> _PASSAGE_
+ + +
Yesterday, we wrote about how foreclosures will lead this housing correction and the reported numbers are breaking all sorts of records:
California – 1st quarter 2008
- 113,676 Notice of Defaults issued – Up 39.4% from the previous quarter.
- Notice of Defaults are up 143.1% from first quarter 2007.
- Actual foreclosures totaled 47,171 – Highest since DataQuick started tracking in 1988 (20 years ago).
According to DataQuick, the increase in foreclosures can be contributed to a significant drop in property values and the wave of exotic mortgage made in 2005-2006. Remember the Map of Misery? It gives you an idea of where the largest numbers of exotic mortgages are concentrated in.
These red states experienced incredible price appreciation leading up to the peak of the housing bubble. As reflected on the map below, they are now experiencing the brunt of decline.
Although we sounded crazy predicting a long and hard housing crisis, it looks like Wall Street is starting to reach the same conclusion that many housing blogs came to last year. According to a Goldman Sachs analyst, “the correction in national house prices is only halfway through” and,
Arizona, Florida, Virginia, Maryland, California and New Jersey, could see further price declines of 25% or more.
4 thoughts on “Foreclosures leading the way”
God I hope so, then i could actually buy a house withough working two jobs.
+ + +
> _INFORMATION PROVIDED_

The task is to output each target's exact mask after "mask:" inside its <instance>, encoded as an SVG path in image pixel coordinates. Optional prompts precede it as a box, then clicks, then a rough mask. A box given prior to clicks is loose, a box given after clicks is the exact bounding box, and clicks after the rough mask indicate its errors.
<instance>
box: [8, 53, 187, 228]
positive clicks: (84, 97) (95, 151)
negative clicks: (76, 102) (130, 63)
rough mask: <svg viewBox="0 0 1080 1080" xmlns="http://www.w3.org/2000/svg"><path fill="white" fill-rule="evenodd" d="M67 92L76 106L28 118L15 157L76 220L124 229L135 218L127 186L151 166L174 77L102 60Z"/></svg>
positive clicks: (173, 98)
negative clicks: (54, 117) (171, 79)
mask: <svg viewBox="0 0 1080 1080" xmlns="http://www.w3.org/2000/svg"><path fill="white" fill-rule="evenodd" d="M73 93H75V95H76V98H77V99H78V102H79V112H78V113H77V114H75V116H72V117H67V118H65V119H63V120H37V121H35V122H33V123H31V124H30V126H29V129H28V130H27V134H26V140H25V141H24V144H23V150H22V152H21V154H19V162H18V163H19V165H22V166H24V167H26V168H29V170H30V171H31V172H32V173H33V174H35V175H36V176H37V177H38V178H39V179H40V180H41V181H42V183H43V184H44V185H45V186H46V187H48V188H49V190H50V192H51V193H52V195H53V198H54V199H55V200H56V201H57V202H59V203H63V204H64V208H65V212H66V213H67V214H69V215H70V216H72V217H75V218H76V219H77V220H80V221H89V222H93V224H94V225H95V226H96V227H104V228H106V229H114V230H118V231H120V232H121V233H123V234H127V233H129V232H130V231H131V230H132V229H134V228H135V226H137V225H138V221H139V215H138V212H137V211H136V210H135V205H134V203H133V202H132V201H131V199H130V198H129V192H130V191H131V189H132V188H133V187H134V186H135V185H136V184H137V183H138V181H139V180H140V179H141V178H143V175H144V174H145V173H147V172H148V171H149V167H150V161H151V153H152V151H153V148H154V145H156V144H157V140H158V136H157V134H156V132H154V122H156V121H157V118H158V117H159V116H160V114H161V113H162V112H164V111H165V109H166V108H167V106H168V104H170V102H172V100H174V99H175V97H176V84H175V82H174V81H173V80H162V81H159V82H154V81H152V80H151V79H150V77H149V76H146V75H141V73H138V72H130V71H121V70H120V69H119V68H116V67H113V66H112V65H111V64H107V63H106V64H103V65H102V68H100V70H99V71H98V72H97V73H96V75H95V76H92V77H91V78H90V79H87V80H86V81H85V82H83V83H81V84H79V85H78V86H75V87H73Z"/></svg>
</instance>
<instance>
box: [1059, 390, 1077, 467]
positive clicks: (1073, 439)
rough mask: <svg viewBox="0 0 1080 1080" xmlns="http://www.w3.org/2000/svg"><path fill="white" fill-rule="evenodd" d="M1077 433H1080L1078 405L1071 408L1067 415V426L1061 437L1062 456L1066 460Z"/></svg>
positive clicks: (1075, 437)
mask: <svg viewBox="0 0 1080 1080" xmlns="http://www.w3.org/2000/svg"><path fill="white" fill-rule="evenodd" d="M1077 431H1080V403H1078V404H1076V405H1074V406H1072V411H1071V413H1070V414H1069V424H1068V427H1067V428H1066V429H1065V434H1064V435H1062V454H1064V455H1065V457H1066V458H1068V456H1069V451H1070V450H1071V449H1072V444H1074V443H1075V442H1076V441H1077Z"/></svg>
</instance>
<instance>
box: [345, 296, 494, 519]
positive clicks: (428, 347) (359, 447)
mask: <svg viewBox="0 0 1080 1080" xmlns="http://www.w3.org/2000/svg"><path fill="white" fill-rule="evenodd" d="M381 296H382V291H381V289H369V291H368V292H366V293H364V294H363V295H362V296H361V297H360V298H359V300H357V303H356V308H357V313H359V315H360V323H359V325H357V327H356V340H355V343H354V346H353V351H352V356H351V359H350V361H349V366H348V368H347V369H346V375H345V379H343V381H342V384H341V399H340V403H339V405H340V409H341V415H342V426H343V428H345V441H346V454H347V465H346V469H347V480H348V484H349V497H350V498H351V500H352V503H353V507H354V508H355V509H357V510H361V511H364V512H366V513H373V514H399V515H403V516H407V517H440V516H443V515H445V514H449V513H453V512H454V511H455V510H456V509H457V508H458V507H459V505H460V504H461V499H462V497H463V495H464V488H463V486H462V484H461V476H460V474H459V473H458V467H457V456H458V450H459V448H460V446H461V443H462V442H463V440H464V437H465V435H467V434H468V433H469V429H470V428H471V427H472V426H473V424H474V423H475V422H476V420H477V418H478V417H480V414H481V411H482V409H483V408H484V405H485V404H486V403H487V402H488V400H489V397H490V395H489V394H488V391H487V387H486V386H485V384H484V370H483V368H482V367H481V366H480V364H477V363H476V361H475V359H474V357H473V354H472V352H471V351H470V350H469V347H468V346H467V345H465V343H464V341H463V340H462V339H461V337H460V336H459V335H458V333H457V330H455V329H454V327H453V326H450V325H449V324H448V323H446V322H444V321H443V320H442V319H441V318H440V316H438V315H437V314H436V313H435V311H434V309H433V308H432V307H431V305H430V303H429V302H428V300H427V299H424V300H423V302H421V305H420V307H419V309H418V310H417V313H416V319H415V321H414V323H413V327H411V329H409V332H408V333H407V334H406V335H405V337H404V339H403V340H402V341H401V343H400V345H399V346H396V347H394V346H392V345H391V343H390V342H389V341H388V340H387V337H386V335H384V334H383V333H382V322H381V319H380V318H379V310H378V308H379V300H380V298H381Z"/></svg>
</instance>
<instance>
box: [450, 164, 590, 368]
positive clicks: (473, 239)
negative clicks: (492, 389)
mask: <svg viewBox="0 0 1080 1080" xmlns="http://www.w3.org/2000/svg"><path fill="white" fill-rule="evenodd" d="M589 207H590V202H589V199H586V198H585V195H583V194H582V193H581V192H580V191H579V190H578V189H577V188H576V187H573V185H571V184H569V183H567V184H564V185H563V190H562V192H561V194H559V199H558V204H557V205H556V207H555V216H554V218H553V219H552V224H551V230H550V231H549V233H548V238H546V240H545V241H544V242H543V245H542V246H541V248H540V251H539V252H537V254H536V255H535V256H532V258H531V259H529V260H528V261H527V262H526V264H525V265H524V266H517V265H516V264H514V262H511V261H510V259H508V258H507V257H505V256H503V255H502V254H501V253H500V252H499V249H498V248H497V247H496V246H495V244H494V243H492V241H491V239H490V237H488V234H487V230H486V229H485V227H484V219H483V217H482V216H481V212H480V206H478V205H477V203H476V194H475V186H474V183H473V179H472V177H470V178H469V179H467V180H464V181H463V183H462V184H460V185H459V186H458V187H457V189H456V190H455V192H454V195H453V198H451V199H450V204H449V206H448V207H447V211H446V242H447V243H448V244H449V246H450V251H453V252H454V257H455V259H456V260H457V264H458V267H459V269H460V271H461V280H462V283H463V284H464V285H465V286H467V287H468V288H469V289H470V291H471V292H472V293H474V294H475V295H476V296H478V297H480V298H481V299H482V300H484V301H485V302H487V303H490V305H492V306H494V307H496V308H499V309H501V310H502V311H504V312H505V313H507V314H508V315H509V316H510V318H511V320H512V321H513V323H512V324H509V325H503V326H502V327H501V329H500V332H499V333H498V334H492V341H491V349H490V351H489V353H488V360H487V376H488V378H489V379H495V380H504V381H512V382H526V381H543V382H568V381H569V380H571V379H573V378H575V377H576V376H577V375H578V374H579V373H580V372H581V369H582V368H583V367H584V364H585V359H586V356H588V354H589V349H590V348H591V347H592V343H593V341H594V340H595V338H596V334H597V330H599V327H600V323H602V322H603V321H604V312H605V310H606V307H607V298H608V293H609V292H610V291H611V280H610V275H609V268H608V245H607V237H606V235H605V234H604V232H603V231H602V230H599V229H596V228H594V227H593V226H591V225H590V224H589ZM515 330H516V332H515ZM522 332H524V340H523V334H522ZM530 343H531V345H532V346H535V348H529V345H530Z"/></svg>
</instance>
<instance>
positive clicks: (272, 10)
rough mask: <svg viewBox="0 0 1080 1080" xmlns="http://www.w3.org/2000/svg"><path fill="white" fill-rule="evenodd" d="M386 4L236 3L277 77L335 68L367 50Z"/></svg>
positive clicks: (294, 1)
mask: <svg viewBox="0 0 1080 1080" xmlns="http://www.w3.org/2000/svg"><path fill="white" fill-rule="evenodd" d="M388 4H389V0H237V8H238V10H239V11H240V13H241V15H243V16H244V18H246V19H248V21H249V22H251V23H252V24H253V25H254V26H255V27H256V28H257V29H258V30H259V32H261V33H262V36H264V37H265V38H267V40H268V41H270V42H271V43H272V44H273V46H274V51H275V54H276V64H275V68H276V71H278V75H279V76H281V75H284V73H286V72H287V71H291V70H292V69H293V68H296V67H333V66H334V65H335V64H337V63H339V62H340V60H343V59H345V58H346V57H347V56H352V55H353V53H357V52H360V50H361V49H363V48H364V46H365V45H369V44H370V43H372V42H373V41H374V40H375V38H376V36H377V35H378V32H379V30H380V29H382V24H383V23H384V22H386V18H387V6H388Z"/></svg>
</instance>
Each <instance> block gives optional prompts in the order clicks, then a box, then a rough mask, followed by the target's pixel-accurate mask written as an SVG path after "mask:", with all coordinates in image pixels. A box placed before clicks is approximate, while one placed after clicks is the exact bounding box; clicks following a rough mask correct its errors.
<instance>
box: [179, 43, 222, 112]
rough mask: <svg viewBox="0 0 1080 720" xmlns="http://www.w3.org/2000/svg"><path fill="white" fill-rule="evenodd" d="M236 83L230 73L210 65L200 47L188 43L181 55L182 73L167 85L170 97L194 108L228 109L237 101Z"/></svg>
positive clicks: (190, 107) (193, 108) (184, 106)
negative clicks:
+ + +
> _TASKS FOR THIS EXERCISE_
• A. Name every state that the foreclosure post says could see further price declines of 25% or more.
• B. From the foreclosure post, extract the text from "Yesterday, we wrote" to "brunt of decline." word for word.
• C. Write what comes next in the foreclosure post, starting after its last sentence.
The lines come from a separate source unrelated to the foreclosure post.

> _ANSWERS TO THE EXERCISES_
• A. Arizona, Florida, Virginia, Maryland, California, New Jersey

• B.
Yesterday, we wrote about how foreclosures will lead this housing correction and the reported numbers are breaking all sorts of records:
California – 1st quarter 2008
- 113,676 Notice of Defaults issued – Up 39.4% from the previous quarter.
- Notice of Defaults are up 143.1% from first quarter 2007.
- Actual foreclosures totaled 47,171 – Highest since DataQuick started tracking in 1988 (20 years ago).
According to DataQuick, the increase in foreclosures can be contributed to a significant drop in property values and the wave of exotic mortgage made in 2005-2006. Remember the Map of Misery? It gives you an idea of where the largest numbers of exotic mortgages are concentrated in.
These red states experienced incredible price appreciation leading up to the peak of the housing bubble. As reflected on the map below, they are now experiencing the brunt of decline.

• C.
With the Fed cutting interest rates since August 2007 the side effect is the devaluation of the dollar. Crude oil is traded with dollars and it hit about $126 a barrel yesterday. Most other countries have not cut their interest rates and their currencies are proportionately becoming stronger.
The point here is that the Federal Reserve will have to dramatically raise interest rates later this year or we will suffer 3rd world inflation. The 10 year treasury rate will increase in tandem and 30 year fixed rate loan rates will be several percentage points higher than now. This in turn will cause house prices to continue to fall further. This happened in 1980 and interest rates were at 18% for a 30 year fixed loan. For example a $100K loan at 18% interest is $1500!!
Unless employers raise salaries to compensate for the higher cost of living, food and gas, (which I don’t see happening) house prices will continue to collapse. I believe the Fed is temporarily lowering interest rates to give people a chance to refinance and then the window will close later this year.
My SO and I are working professionals and still find it next to impossible to comfortably afford a mortgage. This is after accounting for a 20% down payment on a modest SFR.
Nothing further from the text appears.